EXERCISE REQUIREMENTS
Reproduce the lines of the records below without any change, starting at the line that contains "Each instance of the grain" and ending at the line that contains "[(830, 321), (913, 339)]", with both of those lines included.

— Start —

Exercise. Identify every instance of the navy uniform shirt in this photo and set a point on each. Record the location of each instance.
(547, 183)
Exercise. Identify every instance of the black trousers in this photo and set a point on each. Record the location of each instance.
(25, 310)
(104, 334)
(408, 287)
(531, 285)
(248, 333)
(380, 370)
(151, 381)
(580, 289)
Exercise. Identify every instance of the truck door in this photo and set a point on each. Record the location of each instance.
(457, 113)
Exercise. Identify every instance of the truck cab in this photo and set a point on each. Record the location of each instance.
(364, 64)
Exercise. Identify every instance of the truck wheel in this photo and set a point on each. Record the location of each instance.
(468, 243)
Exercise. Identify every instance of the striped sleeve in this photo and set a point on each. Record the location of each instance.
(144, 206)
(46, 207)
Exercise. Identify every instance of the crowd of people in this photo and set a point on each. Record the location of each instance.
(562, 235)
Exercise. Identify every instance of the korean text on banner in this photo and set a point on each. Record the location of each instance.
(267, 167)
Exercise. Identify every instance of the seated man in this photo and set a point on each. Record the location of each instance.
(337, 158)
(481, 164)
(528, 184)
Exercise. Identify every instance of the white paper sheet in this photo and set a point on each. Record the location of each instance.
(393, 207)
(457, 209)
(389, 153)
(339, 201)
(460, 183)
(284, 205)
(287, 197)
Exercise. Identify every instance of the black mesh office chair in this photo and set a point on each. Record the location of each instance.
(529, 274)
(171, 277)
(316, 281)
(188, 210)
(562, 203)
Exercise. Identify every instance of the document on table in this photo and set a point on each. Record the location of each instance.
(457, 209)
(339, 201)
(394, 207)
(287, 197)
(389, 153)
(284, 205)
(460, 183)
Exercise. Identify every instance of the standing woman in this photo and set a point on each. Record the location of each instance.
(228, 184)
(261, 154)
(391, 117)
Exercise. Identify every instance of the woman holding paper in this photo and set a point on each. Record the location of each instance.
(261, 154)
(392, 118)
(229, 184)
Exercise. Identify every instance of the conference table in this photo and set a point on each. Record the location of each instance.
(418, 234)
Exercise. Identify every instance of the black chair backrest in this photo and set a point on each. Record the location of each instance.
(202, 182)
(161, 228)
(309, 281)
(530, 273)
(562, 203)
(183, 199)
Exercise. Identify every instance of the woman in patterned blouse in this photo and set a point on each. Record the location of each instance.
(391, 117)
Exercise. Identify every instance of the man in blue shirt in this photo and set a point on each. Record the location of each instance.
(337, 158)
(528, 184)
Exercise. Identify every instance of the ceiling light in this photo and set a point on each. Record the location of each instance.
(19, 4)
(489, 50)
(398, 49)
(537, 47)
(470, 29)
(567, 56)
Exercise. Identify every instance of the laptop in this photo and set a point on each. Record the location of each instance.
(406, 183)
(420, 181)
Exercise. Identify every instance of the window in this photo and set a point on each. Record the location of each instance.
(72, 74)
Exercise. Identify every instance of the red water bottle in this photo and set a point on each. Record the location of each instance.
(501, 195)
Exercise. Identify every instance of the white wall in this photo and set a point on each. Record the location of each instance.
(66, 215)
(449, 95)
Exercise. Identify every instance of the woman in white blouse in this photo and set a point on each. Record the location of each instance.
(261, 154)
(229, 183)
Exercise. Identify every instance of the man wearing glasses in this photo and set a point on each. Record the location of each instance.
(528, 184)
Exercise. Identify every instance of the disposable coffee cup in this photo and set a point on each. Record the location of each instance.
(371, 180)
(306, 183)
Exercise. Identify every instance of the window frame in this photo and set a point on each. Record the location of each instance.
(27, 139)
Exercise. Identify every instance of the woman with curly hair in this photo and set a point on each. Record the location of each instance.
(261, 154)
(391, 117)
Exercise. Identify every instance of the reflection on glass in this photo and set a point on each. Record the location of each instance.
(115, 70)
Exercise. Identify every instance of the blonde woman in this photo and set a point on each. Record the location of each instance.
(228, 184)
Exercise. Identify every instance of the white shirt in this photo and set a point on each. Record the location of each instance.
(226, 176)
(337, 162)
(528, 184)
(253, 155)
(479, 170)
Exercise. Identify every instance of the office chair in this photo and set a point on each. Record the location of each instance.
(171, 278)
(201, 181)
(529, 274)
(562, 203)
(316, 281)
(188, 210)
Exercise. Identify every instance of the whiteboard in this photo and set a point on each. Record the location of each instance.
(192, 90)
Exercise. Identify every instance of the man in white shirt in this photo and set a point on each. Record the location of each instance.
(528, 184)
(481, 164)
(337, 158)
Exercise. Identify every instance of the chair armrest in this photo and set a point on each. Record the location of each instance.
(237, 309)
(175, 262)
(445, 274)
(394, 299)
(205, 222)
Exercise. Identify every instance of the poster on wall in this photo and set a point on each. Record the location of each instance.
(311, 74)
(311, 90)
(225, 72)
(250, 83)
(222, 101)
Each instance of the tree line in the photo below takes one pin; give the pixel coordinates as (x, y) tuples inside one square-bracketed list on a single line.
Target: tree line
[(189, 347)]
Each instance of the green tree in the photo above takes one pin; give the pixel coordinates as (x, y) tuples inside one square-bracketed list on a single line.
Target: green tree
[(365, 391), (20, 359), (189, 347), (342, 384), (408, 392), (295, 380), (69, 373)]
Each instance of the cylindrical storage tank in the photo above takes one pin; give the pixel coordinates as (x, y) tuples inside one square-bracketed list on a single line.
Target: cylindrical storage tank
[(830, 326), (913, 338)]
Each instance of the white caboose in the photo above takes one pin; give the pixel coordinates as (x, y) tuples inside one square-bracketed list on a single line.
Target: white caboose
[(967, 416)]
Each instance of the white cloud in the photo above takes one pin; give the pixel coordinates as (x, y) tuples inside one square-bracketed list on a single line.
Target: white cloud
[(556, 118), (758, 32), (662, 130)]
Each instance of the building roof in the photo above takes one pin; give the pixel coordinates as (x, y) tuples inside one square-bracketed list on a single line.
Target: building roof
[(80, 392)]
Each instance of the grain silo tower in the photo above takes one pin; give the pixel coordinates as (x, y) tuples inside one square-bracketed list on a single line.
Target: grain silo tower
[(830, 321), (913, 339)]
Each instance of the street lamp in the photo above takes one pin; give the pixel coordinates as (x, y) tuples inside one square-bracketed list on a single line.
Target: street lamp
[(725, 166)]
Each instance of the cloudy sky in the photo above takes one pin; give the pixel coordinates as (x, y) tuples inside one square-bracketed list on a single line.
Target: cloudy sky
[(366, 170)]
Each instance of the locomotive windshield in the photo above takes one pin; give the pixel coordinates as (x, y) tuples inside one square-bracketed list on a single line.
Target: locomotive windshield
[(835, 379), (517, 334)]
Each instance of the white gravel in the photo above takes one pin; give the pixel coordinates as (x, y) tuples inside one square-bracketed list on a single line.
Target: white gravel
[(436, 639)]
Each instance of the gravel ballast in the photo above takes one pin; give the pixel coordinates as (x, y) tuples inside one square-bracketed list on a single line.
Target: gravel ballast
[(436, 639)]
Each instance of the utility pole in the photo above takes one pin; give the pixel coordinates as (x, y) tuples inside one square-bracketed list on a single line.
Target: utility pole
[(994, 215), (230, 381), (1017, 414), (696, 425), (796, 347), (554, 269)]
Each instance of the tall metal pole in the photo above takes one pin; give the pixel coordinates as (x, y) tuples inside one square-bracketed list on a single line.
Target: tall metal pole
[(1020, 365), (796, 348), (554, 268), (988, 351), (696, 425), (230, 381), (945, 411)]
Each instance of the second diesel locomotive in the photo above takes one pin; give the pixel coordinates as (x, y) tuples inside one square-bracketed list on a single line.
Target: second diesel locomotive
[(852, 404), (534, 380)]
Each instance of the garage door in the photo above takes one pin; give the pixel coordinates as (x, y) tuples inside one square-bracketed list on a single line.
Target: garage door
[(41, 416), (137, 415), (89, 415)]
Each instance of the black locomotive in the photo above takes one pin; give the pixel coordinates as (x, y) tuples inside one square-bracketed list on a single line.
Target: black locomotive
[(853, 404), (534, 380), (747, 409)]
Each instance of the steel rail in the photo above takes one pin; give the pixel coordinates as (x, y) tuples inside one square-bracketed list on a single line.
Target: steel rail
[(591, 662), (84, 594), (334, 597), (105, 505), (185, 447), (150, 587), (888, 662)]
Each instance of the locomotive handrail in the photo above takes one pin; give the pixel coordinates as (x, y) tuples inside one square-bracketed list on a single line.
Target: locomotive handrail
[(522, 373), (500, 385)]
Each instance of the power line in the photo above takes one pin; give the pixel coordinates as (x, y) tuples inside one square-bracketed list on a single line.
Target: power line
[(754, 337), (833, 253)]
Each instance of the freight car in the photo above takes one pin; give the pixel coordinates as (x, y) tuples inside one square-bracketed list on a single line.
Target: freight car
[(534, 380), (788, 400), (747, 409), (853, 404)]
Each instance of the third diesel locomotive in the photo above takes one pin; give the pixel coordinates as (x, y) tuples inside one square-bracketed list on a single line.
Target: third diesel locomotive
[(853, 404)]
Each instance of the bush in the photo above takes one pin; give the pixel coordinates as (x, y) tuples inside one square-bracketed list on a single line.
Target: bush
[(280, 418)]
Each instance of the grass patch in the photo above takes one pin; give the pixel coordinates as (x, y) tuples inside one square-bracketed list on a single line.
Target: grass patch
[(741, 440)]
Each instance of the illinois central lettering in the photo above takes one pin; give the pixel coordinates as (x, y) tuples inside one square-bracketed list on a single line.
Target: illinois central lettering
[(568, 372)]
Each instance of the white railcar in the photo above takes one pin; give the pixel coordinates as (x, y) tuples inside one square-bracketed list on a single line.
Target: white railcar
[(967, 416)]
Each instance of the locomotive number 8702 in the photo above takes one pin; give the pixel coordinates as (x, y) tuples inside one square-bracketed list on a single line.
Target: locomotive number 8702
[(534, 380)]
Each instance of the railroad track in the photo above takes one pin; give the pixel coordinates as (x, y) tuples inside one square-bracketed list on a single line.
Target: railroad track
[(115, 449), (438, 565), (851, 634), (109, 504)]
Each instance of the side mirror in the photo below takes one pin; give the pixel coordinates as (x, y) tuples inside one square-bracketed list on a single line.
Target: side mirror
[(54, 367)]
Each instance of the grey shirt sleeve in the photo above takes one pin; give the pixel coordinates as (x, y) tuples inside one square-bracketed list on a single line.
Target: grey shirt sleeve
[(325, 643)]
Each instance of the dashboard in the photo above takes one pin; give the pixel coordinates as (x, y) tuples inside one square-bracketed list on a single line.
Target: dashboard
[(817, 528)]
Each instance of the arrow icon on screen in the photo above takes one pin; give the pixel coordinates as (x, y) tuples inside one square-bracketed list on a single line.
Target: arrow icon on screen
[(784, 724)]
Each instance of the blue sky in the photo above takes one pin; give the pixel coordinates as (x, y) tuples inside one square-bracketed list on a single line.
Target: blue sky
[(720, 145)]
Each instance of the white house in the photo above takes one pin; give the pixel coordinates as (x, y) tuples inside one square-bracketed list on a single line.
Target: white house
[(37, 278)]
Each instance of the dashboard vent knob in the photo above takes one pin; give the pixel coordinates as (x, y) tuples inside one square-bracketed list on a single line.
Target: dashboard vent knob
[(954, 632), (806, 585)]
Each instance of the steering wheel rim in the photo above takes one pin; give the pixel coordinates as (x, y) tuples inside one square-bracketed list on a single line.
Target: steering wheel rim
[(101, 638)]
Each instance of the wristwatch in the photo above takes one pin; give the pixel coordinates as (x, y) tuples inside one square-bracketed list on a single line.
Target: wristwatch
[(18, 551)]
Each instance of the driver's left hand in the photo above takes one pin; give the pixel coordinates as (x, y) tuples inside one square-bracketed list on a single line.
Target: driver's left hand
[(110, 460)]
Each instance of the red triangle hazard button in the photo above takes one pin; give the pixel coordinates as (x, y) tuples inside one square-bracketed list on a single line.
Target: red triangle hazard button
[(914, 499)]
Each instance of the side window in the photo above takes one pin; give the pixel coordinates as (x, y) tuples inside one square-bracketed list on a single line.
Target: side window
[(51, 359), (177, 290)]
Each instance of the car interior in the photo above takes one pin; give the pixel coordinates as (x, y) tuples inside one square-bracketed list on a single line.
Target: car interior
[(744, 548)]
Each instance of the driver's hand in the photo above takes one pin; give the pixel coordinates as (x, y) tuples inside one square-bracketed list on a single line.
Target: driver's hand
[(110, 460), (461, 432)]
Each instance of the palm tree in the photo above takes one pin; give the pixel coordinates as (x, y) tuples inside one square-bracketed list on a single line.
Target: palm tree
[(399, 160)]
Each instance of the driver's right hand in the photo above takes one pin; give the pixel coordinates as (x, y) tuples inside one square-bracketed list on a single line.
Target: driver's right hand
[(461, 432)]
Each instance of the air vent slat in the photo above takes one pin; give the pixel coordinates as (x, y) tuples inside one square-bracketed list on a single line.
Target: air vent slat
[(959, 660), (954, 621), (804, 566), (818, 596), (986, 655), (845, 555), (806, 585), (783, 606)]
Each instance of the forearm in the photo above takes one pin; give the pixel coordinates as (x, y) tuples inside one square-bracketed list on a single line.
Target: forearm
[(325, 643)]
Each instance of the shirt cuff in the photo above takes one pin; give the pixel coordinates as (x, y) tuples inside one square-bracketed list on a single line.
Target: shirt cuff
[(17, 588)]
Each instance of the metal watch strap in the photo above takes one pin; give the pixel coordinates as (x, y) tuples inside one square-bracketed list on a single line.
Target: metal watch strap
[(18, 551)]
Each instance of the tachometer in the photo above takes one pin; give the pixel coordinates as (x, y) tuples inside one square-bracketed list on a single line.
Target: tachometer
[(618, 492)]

— End —

CORRECT ANSWER
Each instance of the grain silo tower in the photo above takes one pin; give the pixel coordinates as (x, y) tuples inside one square-bracketed list on a single line.
Target: grain silo tower
[(830, 321), (913, 339)]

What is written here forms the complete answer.